## [Quoted text]

_____

How ‘Rogue One’ Brought Back Characters From ‘A New Hope’, ‘Rebels’, And ‘The Clone Wars’

Rogue One is set in the preceding days before the start of Star Wars: A New Hope, which required, among other things, the resurrection of characters that first made their appearance 39 years ago. In addition, the filmmakers included characters from the Prequels and the animated TV series, Star Wars: The Clone Wars. The result is a rich, nostalgic experience, which also expanded the Star Wars universe into new possibilities with new characters like the Rebel spy Cassian Andor, the heroine Jyn Erso, and her father Galen Erso, who designed the Death Star. Watching these new characters interact with characters from A New Hope, Revenge of the Sith, and The Clone Wars helped make this entry the most satisfying Disney Star Wars film to date.
But it was also a major challenge for director Gareth Edwards and ILM. They used every tool in their toolkit to bring together characters from three different timelines in the Star Wars universe. The characters from A New Hope needed to be the same age as they were 39 years ago, while characters from the Prequels and The Clone Wars needed to have aged appropriately to fit into the timeline of Rogue One.

Re-casting Characters

Jimmy Smits reprised his role as Princess Leia’s adoptive father, Bail Organa.

Some characters were simply recast. General Dodonna, played by Alex McCrindle in 1977, was recast with Ian McElhinney in the part for Rogue One. Some characters returned to play the roles they had played previously. Jimmy Smits played Bail Organa in the Prequels and returned to play the role in Rogue One.  
The part of Mon Mothma was both a recast and a return. Genevieve O’Reilly who had played the part in Revenge of the Sith returned to the role in Rogue One. But she had also replaced Caroline Blakiston who played Mon Mothma in Return of The Jedi.

_____

## [Listing]
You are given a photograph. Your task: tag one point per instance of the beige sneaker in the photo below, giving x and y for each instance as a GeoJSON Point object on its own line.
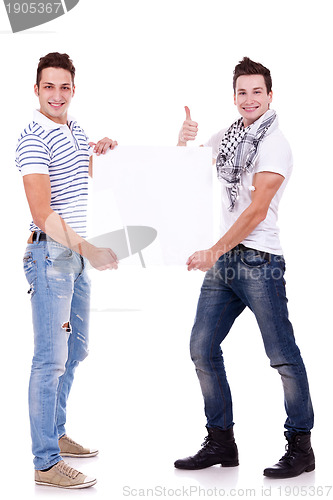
{"type": "Point", "coordinates": [61, 475]}
{"type": "Point", "coordinates": [69, 448]}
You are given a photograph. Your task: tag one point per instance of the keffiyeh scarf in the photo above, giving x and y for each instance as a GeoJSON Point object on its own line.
{"type": "Point", "coordinates": [238, 151]}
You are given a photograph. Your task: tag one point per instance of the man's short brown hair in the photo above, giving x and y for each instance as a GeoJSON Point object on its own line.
{"type": "Point", "coordinates": [55, 60]}
{"type": "Point", "coordinates": [248, 67]}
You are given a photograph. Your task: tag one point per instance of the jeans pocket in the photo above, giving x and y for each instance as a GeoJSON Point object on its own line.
{"type": "Point", "coordinates": [30, 271]}
{"type": "Point", "coordinates": [61, 259]}
{"type": "Point", "coordinates": [254, 258]}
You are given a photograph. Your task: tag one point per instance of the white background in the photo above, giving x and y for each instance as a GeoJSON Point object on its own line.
{"type": "Point", "coordinates": [136, 397]}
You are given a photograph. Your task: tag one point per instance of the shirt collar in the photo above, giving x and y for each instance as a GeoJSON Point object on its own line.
{"type": "Point", "coordinates": [48, 124]}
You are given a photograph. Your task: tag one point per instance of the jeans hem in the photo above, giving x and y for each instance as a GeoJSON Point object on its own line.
{"type": "Point", "coordinates": [50, 464]}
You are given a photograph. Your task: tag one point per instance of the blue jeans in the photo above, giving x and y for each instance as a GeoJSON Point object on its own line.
{"type": "Point", "coordinates": [60, 299]}
{"type": "Point", "coordinates": [243, 278]}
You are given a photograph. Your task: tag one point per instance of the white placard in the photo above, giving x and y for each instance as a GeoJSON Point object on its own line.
{"type": "Point", "coordinates": [156, 202]}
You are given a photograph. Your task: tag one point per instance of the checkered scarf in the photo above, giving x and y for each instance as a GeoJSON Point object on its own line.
{"type": "Point", "coordinates": [238, 151]}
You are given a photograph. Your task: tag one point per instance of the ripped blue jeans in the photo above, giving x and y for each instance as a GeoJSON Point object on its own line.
{"type": "Point", "coordinates": [60, 299]}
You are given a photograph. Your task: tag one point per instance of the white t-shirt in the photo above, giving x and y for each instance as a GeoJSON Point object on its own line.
{"type": "Point", "coordinates": [274, 155]}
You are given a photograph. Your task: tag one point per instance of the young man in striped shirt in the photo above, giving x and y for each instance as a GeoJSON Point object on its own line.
{"type": "Point", "coordinates": [55, 159]}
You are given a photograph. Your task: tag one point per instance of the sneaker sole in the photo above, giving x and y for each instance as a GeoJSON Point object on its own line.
{"type": "Point", "coordinates": [79, 455]}
{"type": "Point", "coordinates": [73, 487]}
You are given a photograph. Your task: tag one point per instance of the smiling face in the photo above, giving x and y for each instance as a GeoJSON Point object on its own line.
{"type": "Point", "coordinates": [251, 97]}
{"type": "Point", "coordinates": [55, 92]}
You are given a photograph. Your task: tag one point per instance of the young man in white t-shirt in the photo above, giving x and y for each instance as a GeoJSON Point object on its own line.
{"type": "Point", "coordinates": [55, 159]}
{"type": "Point", "coordinates": [245, 268]}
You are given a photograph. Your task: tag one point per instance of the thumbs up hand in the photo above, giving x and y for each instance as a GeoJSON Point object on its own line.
{"type": "Point", "coordinates": [189, 129]}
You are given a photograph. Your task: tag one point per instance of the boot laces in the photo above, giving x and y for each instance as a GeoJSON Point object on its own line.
{"type": "Point", "coordinates": [205, 444]}
{"type": "Point", "coordinates": [67, 470]}
{"type": "Point", "coordinates": [288, 456]}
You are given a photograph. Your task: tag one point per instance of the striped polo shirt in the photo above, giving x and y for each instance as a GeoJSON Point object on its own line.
{"type": "Point", "coordinates": [62, 152]}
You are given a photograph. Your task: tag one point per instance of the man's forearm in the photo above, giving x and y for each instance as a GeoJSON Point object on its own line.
{"type": "Point", "coordinates": [56, 228]}
{"type": "Point", "coordinates": [244, 225]}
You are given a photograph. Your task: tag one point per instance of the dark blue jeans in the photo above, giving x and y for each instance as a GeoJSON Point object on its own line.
{"type": "Point", "coordinates": [243, 278]}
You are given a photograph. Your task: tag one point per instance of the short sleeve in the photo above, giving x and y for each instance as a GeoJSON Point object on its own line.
{"type": "Point", "coordinates": [32, 155]}
{"type": "Point", "coordinates": [275, 156]}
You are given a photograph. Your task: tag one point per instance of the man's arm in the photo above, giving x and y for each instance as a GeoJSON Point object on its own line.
{"type": "Point", "coordinates": [266, 184]}
{"type": "Point", "coordinates": [100, 147]}
{"type": "Point", "coordinates": [189, 129]}
{"type": "Point", "coordinates": [38, 192]}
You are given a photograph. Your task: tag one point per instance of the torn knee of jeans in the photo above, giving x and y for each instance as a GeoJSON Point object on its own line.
{"type": "Point", "coordinates": [67, 327]}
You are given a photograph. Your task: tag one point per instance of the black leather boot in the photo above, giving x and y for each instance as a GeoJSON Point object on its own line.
{"type": "Point", "coordinates": [219, 447]}
{"type": "Point", "coordinates": [298, 459]}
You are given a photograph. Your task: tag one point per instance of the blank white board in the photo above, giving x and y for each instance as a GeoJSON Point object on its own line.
{"type": "Point", "coordinates": [167, 189]}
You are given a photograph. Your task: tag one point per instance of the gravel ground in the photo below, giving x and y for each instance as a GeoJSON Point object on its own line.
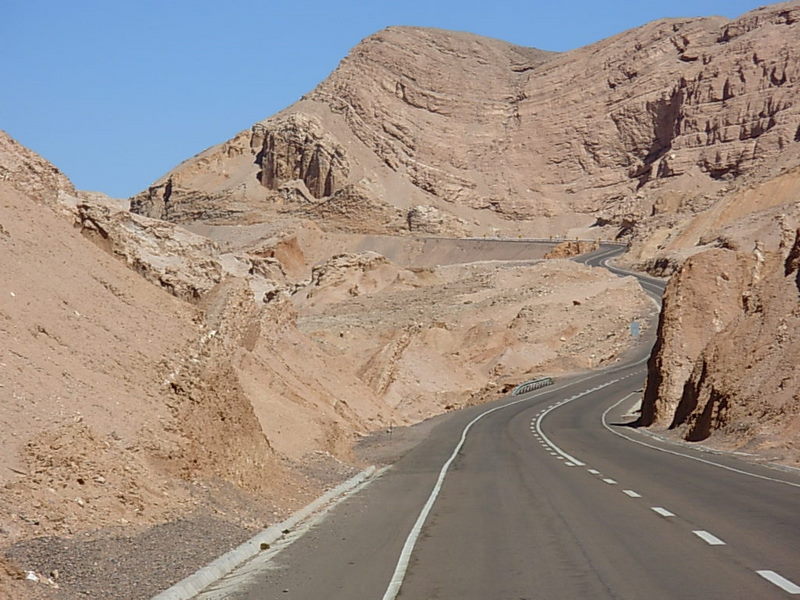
{"type": "Point", "coordinates": [129, 566]}
{"type": "Point", "coordinates": [121, 564]}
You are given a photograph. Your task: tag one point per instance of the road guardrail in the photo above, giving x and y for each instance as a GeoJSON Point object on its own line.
{"type": "Point", "coordinates": [533, 384]}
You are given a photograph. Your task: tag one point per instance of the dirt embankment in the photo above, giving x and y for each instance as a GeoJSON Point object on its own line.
{"type": "Point", "coordinates": [157, 383]}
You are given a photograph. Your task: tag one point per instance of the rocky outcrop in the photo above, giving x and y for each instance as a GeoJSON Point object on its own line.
{"type": "Point", "coordinates": [688, 322]}
{"type": "Point", "coordinates": [296, 147]}
{"type": "Point", "coordinates": [30, 174]}
{"type": "Point", "coordinates": [187, 265]}
{"type": "Point", "coordinates": [571, 248]}
{"type": "Point", "coordinates": [667, 117]}
{"type": "Point", "coordinates": [429, 219]}
{"type": "Point", "coordinates": [351, 209]}
{"type": "Point", "coordinates": [727, 351]}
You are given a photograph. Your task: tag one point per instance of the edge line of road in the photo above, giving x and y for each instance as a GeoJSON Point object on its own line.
{"type": "Point", "coordinates": [676, 453]}
{"type": "Point", "coordinates": [398, 576]}
{"type": "Point", "coordinates": [190, 586]}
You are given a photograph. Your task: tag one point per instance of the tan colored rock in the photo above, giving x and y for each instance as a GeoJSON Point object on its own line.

_____

## [Written problem]
Continue the article on how Rogue One brought back earlier Star Wars characters, picking up after its last sentence.

## [Exercise output]
Genevieve O’Reilly (left) returned to the role of Mon Mothma in Rogue One. Caroline Blakiston (right) played her originally in Return of the Jedi.

Archival Footage and Additional Dialogue

The characters of Red Leader and Gold Leader who played small but important roles during the Battle of Yavin in A New Hope were resurrected using outtakes from 1977 so they could make important and fan-pleasing cameos in the climactic Battle of Scariff in Rogue One. Original Gold Leader actor, Angus MacInnes, also voiced some new, off-camera lines for the battle.
In both cases, the negatives of the unused takes were scanned and cleaned up. However, the footage of Red Leader was slightly underexposed with no detail in the blacks in the areas around the actor (the cockpit interior), though the exposure on the actor was acceptable. ILM rotoscoped the actor off of an underexposed background, and comped him over a new CG X-Wing cockpit, with lighting to match the original footage from A New Hope.

Red Leader and Gold Leader

Archival footage of Gold Leader was cleaned up, color corrected, and corrected for fading. Then ILM combined Gold Leader’s archival footage with the CG X-Wing interior used to film actress Gabby Wong in Rogue One. Wong, who played an X-Wing pilot, was digitally removed, and footage of Gold Leader was composited in her place. Nobody noticed that Gold Leader was sitting in an X-Wing doubling as his Y-Wing. Gold Leader actor Angus MacInnes also recorded extra dialog off-camera, which can be heard over exterior shots of his Y-Wing. 
So Red Leader is old footage with a CG background, and Gold Leader is old footage combined with new footage, with some new dialog recorded.

A New Hope in Creating Digital Humans

The characters of Grand Moff Tarkin and Princess Leia were created using VFX, though, in a sense, those parts were also recast. Guy Henry and Ingvild Deila were given digital makeovers to make them look like Grand Moff Tarkin, and Princess Leia respectively. 
Bringing back Peter Cushing from the dead posed ethical and legal questions, as well as artistic challenges. Carrie Fisher gave her blessing for ILM to develop a CG version of the 17-year old princess. Leia only made a cameo appearance, while Tarkin played a major part in the film, making him more of a challenge for ILM.
This important task fell to special effects Jedi and ILM Chief Creative Officer, John Knoll, who also devised the plot for Rogue One. His team included Digital Character Model Supervisor Paul Giacoppo, Visual Effects Supervisor Nigel Sumner, and Animation Supervisor Hal Hickel.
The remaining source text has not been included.